_Work request_: Every entry here needs to be repeated exactly.

_Given records_:
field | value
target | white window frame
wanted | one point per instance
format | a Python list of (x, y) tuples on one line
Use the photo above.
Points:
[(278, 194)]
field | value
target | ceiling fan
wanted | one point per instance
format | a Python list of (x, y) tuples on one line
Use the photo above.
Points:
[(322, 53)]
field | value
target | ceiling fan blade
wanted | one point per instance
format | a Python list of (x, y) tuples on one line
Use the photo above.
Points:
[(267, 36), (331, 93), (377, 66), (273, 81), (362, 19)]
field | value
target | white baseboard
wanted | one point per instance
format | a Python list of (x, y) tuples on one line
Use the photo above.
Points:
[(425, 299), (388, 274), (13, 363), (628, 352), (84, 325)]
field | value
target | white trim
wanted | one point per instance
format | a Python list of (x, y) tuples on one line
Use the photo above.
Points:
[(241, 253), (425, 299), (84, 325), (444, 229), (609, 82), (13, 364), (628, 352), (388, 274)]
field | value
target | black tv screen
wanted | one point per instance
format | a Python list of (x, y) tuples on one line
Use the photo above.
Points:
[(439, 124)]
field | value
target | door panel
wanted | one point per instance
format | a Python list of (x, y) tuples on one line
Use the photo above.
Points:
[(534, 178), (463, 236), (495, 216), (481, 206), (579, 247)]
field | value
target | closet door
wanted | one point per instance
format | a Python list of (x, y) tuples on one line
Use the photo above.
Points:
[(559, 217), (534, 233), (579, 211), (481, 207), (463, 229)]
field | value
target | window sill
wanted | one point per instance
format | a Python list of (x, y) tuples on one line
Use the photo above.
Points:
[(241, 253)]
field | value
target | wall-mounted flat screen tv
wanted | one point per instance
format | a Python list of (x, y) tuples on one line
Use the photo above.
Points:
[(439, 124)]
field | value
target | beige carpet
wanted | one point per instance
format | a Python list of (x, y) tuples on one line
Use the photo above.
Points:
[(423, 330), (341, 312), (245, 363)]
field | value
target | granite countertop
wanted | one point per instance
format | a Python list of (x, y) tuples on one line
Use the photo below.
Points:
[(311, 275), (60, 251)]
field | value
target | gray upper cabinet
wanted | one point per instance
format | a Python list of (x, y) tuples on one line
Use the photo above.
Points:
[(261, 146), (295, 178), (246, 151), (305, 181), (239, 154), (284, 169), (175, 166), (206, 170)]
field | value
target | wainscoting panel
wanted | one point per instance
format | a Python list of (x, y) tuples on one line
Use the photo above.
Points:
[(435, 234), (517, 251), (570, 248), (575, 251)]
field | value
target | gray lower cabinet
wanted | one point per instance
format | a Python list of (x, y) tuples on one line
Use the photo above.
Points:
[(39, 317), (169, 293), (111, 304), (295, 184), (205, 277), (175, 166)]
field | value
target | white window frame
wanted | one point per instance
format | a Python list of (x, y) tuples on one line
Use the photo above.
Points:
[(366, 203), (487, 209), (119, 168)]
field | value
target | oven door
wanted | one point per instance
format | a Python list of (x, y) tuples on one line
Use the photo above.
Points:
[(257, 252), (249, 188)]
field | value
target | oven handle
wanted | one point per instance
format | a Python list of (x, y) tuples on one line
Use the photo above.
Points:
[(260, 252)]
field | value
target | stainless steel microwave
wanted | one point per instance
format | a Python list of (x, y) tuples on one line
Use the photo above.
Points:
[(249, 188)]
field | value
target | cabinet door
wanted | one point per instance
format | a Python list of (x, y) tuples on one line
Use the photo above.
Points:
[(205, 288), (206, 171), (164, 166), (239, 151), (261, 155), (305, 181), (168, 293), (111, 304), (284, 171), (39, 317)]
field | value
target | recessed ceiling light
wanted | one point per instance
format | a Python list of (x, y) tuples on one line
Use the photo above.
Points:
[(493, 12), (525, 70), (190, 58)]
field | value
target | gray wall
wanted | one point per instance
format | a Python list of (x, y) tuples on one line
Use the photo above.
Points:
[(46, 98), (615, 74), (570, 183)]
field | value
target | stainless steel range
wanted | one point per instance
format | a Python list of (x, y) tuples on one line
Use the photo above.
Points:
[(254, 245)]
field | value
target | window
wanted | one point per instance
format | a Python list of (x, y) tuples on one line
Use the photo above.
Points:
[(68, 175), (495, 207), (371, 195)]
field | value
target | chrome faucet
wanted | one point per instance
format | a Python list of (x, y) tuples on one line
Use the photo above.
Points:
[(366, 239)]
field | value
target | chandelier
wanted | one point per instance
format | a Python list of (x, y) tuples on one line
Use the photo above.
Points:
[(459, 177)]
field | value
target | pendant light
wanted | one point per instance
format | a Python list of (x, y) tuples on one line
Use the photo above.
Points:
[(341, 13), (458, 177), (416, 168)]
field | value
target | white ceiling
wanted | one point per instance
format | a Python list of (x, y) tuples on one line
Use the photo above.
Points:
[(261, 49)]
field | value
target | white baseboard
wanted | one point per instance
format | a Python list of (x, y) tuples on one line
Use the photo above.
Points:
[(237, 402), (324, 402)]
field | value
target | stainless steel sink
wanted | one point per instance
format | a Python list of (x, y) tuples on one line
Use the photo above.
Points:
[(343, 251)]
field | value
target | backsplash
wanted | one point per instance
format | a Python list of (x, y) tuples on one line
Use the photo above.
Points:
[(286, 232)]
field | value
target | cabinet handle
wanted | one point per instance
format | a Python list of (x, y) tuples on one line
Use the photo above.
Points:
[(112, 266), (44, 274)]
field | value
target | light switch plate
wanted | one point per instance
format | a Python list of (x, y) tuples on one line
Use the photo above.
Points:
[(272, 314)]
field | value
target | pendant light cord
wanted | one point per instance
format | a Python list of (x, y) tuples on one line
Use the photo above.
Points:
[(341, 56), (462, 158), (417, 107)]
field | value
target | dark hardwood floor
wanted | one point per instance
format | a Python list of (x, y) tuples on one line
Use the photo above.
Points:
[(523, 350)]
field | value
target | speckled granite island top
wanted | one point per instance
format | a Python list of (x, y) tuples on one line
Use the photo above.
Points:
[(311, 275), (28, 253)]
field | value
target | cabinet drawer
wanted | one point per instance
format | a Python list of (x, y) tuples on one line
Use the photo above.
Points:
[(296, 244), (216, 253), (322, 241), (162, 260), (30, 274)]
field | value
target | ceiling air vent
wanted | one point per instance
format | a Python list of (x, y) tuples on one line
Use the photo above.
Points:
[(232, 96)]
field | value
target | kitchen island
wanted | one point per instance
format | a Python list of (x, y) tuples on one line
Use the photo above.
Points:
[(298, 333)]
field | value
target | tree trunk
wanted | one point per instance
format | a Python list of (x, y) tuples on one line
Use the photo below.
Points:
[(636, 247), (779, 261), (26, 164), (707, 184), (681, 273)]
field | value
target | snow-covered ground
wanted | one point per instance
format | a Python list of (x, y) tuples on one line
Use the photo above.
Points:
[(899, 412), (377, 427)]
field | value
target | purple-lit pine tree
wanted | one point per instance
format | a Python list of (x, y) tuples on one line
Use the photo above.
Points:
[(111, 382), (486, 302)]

_Exercise response_:
field | value
target | white window frame
wanted | one point per instance
format | a Python list of (x, y) tuples on one line
Use the photo above.
Points:
[(278, 194)]
field | value
target | ceiling fan
wanted | one point per instance
format | a Python list of (x, y) tuples on one line
Use the photo above.
Points:
[(322, 53)]
field | value
target | ceiling fan blade
wanted | one point per instance
format | a Python list of (x, y) tuples on one line
Use the photo above.
Points:
[(267, 36), (331, 93), (377, 66), (273, 81), (362, 19)]
field | value
target | white baseboard
wanted | one point per instance
format | a Python list of (x, y) tuples on one line
Use the photo above.
Points:
[(425, 299), (388, 274), (13, 363), (628, 352), (84, 325)]
field | value
target | white trim
wanted | one point per instance
format | a Python list of (x, y) tuples on one line
Use the photo above.
Points:
[(241, 253), (425, 299), (84, 325), (444, 229), (609, 82), (13, 364), (628, 352), (388, 274)]
field | value
target | black tv screen
wanted | one point per instance
format | a Python list of (x, y) tuples on one line
Use the photo above.
Points:
[(439, 124)]
field | value
target | door panel
wanted | one point per instance
format | a Python list of (x, y) tuples on one line
Use the photo above.
Points:
[(534, 178), (463, 236), (495, 216), (481, 206), (579, 247)]
field | value
target | closet door
wanted | one point per instance
format | a Python list of (x, y) tuples on one line
Use the photo above.
Points:
[(559, 217), (534, 233), (579, 211), (481, 207), (463, 229)]
field | value
target | window sill
wanted | one point per instance
format | a Python list of (x, y) tuples on one line
Use the photo above.
Points:
[(241, 253)]
field | value
target | wall-mounted flat screen tv
wanted | one point per instance
format | a Python list of (x, y) tuples on one line
Use the photo above.
Points:
[(439, 124)]
field | value
target | beige carpet
wanted | one point per instance
format | a Python list of (x, y) tuples on one line
Use the photo above.
Points:
[(423, 330), (341, 312), (245, 363)]
field | value
target | granite countertop
wanted | one point per instance
format | a Python list of (x, y) tuples on one line
Use the photo below.
Points:
[(311, 275), (60, 251)]
field | value
target | gray upper cabinet
wanted | one point per instance
format | a Python list of (x, y) tuples on one line
Use the photo above.
Points:
[(261, 146), (295, 178), (246, 151), (305, 181), (239, 154), (284, 169), (175, 166), (206, 170)]
field | value
target | wainscoting panel
wanted | one point per instance
format | a Python list of (x, y) tuples on one line
Use the photo above.
Points:
[(435, 234), (517, 251), (570, 248), (575, 251)]
field | value
target | gray lower cabinet
wanted | one point per instance
format | a Python list of (x, y) tuples on one line
Use the photo above.
Points:
[(39, 317), (169, 293), (111, 304), (295, 184), (205, 277), (175, 166)]
field | value
target | white window frame
wanted | one point per instance
format | a Python list of (x, y) tuples on one line
Use the photo above.
Points:
[(366, 203), (487, 209), (119, 168)]
field | value
target | oven door
wanted | one point per instance
format | a Python list of (x, y) tuples on one line
Use the photo above.
Points:
[(257, 252), (249, 188)]
field | value
target | oven handle
wanted | one point per instance
format | a Python list of (x, y) tuples on one line
Use the photo above.
Points:
[(260, 252)]
field | value
target | stainless steel microwave
wanted | one point per instance
format | a Python list of (x, y) tuples on one line
Use the photo above.
Points:
[(249, 188)]
field | value
target | cabinet door
wanted | one point per instance
format | a Python list of (x, y) tuples on one line
Use the photo above.
Points:
[(205, 288), (206, 171), (164, 166), (239, 151), (261, 155), (305, 181), (168, 293), (111, 304), (284, 171), (39, 317)]
field | value
target | recessed ceiling light
wanted | one point per instance
format | a Python list of (x, y) tuples on one line
Use the photo above.
Points:
[(493, 12), (525, 70), (190, 58)]
field | value
target | gray wall
wanted | one point per instance
format | a Python list of (x, y) tuples on one line
Use the photo above.
Points:
[(46, 98), (615, 74), (570, 183)]
field | value
target | stainless steel range
wanted | one point per instance
format | a Python list of (x, y) tuples on one line
Use the photo above.
Points:
[(254, 245)]
field | value
target | window
wanted | one point per instance
format | a Python list of (x, y) tuples on one line
Use the photo above.
Points:
[(68, 175), (495, 207), (371, 195)]
field | value
target | chrome faucet
wanted | one point per instance
format | a Python list of (x, y) tuples on one line
Use the photo above.
Points:
[(366, 239)]
field | value
target | chandelier
wanted | one point per instance
format | a Python list of (x, y) tuples on one line
Use the photo above.
Points:
[(459, 177)]
field | value
target | pendant light
wanted | one point per instance
format | a Python list of (x, y) tuples on one line
Use the photo above.
Points:
[(341, 13), (458, 177), (416, 168)]
field | value
target | white ceiling
wanted | one point per instance
format | a Python list of (x, y) tuples on one line
Use the photo above.
Points:
[(261, 49)]
field | value
target | white baseboard
wanted | one point per instance
format | a Python list of (x, y) tuples on one line
Use the photo above.
Points:
[(237, 402), (324, 402)]
field | value
target | stainless steel sink
wanted | one point per instance
format | a Python list of (x, y) tuples on one line
Use the photo above.
Points:
[(343, 251)]
field | value
target | backsplash
wanted | one point per instance
format | a Python list of (x, y) tuples on one line
Use the photo above.
Points:
[(286, 232)]
field | value
target | cabinet handle
wanted | one point per instance
format | a Python list of (x, y) tuples on one line
Use the photo above.
Points:
[(112, 266), (44, 274)]
field | value
target | light switch plate
wanted | one point per instance
format | a Python list of (x, y) tuples on one line
Use the photo above.
Points:
[(272, 314)]
field | value
target | pendant light cord
wanted | one point per instance
format | a Python list of (x, y) tuples on one line
Use the photo above.
Points:
[(341, 56), (462, 158), (417, 107)]
field | value
target | dark hardwood floor
wanted | one point per instance
format | a Python list of (x, y) tuples on one line
Use the photo above.
Points:
[(523, 350)]
field | value
target | speckled granite island top
wanted | one point per instance
format | a Python list of (x, y) tuples on one line
Use the photo above.
Points:
[(311, 275), (28, 253)]
field | value
target | cabinet drawer
wanted | one point per instance
format | a Python list of (x, y) tuples on one line
Use the photo above.
Points:
[(296, 244), (216, 253), (322, 241), (162, 260), (30, 274)]
field | value
target | ceiling air vent
wanted | one point per instance
format | a Python list of (x, y) tuples on one line
Use the photo above.
Points:
[(232, 96)]
field | value
target | kitchen island
wanted | one point per instance
format | a Python list of (x, y) tuples on one line
Use the photo above.
Points:
[(298, 333)]
field | value
target | tree trunk
wanted | one point per instance
format | a Python list of (x, y) tuples on one line
Use the photo below.
Points:
[(636, 247), (779, 261), (26, 164), (707, 184), (681, 273)]
field | value
target | snow-covered ground
wanted | one point per instance
format | a Python list of (x, y) tuples on one line
Use the photo above.
Points:
[(899, 412), (377, 427)]
field | value
target | purple-lit pine tree
wanted | one point per instance
format | a Python list of (x, y) tuples on one line
Use the photo above.
Points:
[(111, 382), (486, 302)]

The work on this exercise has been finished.